入力データ:
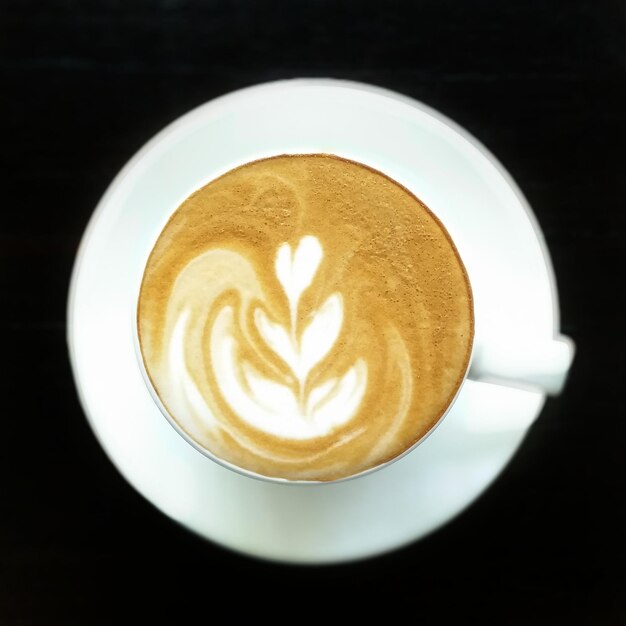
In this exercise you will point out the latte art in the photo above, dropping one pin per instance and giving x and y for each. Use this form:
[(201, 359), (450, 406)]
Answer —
[(296, 348), (283, 399)]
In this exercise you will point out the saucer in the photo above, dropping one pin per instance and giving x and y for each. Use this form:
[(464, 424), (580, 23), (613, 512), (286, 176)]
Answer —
[(497, 237)]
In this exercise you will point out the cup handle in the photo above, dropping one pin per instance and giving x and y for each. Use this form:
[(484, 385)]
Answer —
[(539, 365)]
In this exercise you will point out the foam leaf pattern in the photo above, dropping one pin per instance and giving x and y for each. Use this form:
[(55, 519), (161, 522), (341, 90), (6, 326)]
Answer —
[(295, 270), (320, 335)]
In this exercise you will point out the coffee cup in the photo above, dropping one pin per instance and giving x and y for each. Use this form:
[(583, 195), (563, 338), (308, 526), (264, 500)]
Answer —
[(305, 318)]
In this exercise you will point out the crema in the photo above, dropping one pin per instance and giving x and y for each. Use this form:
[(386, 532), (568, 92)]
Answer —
[(305, 317)]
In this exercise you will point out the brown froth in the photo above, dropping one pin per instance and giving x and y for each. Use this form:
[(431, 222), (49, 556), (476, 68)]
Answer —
[(406, 311)]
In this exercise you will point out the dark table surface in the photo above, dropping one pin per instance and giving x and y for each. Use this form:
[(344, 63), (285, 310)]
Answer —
[(85, 84)]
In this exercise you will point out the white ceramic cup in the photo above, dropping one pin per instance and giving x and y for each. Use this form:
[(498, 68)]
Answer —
[(523, 360), (516, 313)]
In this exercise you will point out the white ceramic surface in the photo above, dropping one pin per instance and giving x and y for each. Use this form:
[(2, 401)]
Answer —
[(498, 239)]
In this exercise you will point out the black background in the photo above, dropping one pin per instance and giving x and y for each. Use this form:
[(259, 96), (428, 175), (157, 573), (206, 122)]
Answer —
[(84, 84)]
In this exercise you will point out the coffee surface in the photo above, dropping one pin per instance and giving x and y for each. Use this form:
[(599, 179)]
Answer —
[(305, 317)]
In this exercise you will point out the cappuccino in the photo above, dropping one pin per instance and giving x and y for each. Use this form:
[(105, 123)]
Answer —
[(305, 317)]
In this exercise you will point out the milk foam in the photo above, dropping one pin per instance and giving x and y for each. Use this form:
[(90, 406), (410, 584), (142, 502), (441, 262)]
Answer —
[(305, 317), (282, 406)]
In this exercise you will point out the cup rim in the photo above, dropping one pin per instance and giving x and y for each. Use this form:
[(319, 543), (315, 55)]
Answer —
[(277, 479)]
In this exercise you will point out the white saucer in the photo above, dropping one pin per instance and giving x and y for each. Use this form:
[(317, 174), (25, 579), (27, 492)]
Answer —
[(496, 234)]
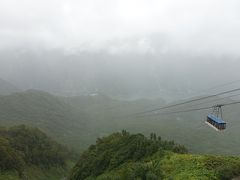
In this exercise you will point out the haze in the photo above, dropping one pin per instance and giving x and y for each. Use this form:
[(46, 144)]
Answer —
[(123, 48)]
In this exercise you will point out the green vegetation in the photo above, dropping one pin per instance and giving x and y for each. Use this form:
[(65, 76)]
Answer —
[(122, 156), (47, 112), (119, 148), (25, 150), (78, 121)]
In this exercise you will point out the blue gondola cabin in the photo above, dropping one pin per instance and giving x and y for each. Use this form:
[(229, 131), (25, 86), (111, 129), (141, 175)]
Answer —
[(216, 122)]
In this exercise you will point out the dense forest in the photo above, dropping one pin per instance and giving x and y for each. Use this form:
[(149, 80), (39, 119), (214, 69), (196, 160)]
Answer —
[(126, 156), (23, 148)]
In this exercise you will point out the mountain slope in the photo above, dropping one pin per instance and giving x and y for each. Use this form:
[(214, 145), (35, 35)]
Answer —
[(6, 88), (125, 156), (24, 150), (47, 112)]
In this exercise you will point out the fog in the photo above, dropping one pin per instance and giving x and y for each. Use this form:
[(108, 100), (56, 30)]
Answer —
[(125, 49)]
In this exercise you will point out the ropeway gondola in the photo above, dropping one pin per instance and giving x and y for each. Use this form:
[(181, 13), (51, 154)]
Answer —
[(215, 119)]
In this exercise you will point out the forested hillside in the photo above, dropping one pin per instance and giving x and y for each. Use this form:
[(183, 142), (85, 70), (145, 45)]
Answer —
[(25, 151), (127, 156), (47, 112), (78, 121)]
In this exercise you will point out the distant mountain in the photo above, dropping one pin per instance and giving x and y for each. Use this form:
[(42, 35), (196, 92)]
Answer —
[(78, 121), (133, 156), (7, 88)]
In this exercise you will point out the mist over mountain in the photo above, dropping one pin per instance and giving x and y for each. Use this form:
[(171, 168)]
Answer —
[(7, 88), (129, 76)]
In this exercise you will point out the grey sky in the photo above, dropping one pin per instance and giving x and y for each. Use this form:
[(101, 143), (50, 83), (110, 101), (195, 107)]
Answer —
[(206, 26)]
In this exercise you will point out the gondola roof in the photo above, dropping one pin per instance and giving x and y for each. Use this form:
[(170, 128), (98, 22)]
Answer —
[(216, 119)]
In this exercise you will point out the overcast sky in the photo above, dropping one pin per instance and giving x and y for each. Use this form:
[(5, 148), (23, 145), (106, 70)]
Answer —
[(143, 26)]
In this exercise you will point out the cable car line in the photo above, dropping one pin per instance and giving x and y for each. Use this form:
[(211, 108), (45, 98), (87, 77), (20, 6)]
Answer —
[(189, 101), (189, 110)]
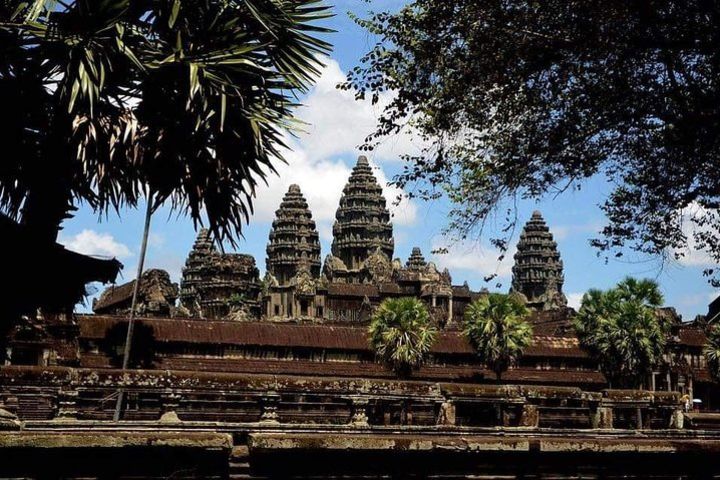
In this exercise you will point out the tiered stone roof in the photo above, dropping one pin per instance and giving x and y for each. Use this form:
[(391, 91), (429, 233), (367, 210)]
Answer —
[(362, 220), (294, 242), (416, 261), (538, 270), (213, 283)]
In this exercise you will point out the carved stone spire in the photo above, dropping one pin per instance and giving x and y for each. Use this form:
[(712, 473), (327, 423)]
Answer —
[(213, 283), (538, 270), (362, 222), (294, 240), (416, 260)]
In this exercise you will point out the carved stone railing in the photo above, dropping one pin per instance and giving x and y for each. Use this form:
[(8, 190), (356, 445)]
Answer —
[(174, 396)]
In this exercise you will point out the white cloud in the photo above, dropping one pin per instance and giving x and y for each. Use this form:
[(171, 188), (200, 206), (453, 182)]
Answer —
[(701, 299), (469, 256), (338, 123), (575, 299), (90, 242), (320, 161)]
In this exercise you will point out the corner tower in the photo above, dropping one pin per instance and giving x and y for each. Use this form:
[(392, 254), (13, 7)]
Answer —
[(362, 222), (294, 240), (538, 270)]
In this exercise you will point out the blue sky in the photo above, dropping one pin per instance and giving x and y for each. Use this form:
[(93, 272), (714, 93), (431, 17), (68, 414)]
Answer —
[(320, 162)]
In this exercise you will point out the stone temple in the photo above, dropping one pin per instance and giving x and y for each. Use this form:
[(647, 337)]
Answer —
[(237, 377)]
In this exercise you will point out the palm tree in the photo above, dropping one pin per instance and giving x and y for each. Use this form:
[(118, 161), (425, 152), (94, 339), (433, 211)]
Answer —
[(402, 333), (497, 329), (712, 351), (186, 101), (622, 330)]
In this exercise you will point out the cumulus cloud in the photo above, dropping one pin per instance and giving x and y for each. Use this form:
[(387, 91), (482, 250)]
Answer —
[(469, 256), (321, 159), (691, 254), (561, 232), (90, 242), (338, 123)]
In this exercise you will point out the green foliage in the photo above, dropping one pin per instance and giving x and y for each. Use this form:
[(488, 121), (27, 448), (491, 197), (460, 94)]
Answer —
[(401, 333), (496, 327), (622, 330), (712, 351), (104, 101), (520, 99)]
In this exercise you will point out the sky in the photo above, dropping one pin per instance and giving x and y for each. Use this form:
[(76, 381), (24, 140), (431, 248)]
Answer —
[(320, 162)]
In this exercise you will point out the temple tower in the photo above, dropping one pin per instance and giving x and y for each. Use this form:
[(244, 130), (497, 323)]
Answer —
[(362, 222), (294, 240), (538, 270)]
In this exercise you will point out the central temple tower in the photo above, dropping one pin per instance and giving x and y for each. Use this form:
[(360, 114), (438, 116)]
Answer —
[(538, 270), (362, 222)]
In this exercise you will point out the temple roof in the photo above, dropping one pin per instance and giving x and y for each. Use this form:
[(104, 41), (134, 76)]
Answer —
[(45, 275), (362, 220), (267, 334)]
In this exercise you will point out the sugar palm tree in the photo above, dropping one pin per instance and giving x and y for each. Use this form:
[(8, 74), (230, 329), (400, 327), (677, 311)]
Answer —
[(622, 330), (401, 333), (712, 351), (496, 327), (105, 101)]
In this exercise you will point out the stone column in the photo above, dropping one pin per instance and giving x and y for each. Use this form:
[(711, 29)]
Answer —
[(603, 418), (269, 405), (677, 419), (359, 416), (169, 403), (530, 416)]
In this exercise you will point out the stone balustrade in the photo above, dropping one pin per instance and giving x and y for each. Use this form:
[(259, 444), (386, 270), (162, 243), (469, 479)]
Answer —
[(34, 393)]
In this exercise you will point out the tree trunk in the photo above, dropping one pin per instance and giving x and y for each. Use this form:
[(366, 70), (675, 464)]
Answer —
[(46, 207)]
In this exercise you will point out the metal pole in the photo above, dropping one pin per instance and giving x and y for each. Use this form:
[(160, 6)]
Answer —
[(133, 304)]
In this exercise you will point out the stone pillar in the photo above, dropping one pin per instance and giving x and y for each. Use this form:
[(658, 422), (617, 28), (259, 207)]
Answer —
[(269, 405), (359, 416), (67, 405), (446, 415), (603, 418), (169, 403), (530, 416)]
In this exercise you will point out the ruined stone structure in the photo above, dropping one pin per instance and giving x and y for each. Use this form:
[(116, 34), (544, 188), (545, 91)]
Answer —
[(295, 391), (214, 285), (538, 270), (156, 296), (294, 244), (362, 227)]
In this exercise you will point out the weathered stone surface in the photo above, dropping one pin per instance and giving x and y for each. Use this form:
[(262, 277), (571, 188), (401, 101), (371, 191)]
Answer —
[(294, 244), (538, 270), (156, 296), (214, 284), (362, 222)]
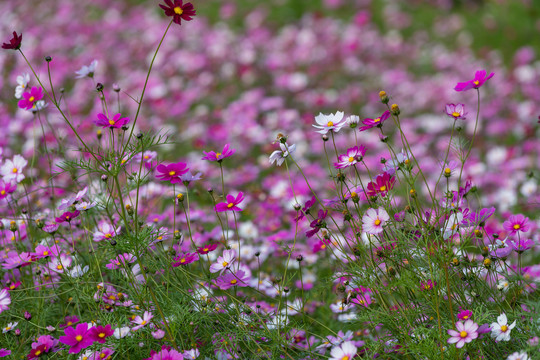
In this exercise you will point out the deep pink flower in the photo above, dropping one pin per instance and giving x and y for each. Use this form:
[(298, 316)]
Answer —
[(456, 111), (116, 122), (178, 10), (172, 172), (67, 216), (184, 259), (516, 223), (382, 184), (231, 203), (213, 156), (370, 123), (479, 80), (30, 98), (352, 156), (78, 338), (14, 42), (100, 333)]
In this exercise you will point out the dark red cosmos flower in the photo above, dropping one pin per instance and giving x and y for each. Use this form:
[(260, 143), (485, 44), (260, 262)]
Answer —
[(14, 42), (178, 10)]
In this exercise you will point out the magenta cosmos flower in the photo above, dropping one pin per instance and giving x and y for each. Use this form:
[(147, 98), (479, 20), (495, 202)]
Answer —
[(231, 203), (352, 156), (373, 221), (213, 156), (466, 332), (479, 79), (516, 223), (78, 338), (30, 98), (370, 123), (116, 122), (172, 172), (14, 42), (456, 111), (178, 10)]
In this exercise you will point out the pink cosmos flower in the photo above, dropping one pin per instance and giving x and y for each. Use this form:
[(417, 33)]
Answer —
[(5, 300), (30, 98), (479, 80), (352, 156), (100, 333), (516, 223), (11, 170), (456, 111), (78, 338), (172, 172), (213, 156), (141, 322), (231, 203), (373, 221), (116, 122), (229, 280), (382, 184), (466, 332), (370, 123), (223, 262), (184, 259), (329, 122)]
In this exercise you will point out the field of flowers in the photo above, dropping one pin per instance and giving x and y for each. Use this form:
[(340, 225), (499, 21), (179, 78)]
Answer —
[(288, 180)]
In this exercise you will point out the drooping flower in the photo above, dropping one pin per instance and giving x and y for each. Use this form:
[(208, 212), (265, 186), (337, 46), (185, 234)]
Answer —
[(516, 223), (87, 70), (456, 111), (78, 338), (370, 123), (350, 158), (479, 79), (214, 156), (116, 122), (500, 330), (172, 172), (466, 332), (374, 220), (30, 98), (329, 122), (14, 42), (346, 351), (231, 203), (178, 10), (11, 170)]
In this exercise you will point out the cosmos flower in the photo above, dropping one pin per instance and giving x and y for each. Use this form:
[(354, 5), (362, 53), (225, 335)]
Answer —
[(329, 122), (178, 10), (14, 42), (466, 332), (479, 79)]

演習の目的: データの冒頭から「[(539, 365)]」を含む行までのすべてを、両端を含めて、「番号」と「データの行」の2列から成るMarkdownの表に変換してください。空行は除き、画像は解答に含めないでください。

正解:
| 番号 | データの行 |
|---|---|
| 1 | In this exercise you will point out the latte art in the photo above, dropping one pin per instance and giving x and y for each. Use this form: |
| 2 | [(201, 359), (450, 406)] |
| 3 | Answer — |
| 4 | [(296, 348), (283, 399)] |
| 5 | In this exercise you will point out the saucer in the photo above, dropping one pin per instance and giving x and y for each. Use this form: |
| 6 | [(464, 424), (580, 23), (613, 512), (286, 176)] |
| 7 | Answer — |
| 8 | [(497, 237)] |
| 9 | In this exercise you will point out the cup handle in the photo above, dropping one pin per instance and giving x and y for each. Use this form: |
| 10 | [(484, 385)] |
| 11 | Answer — |
| 12 | [(539, 365)] |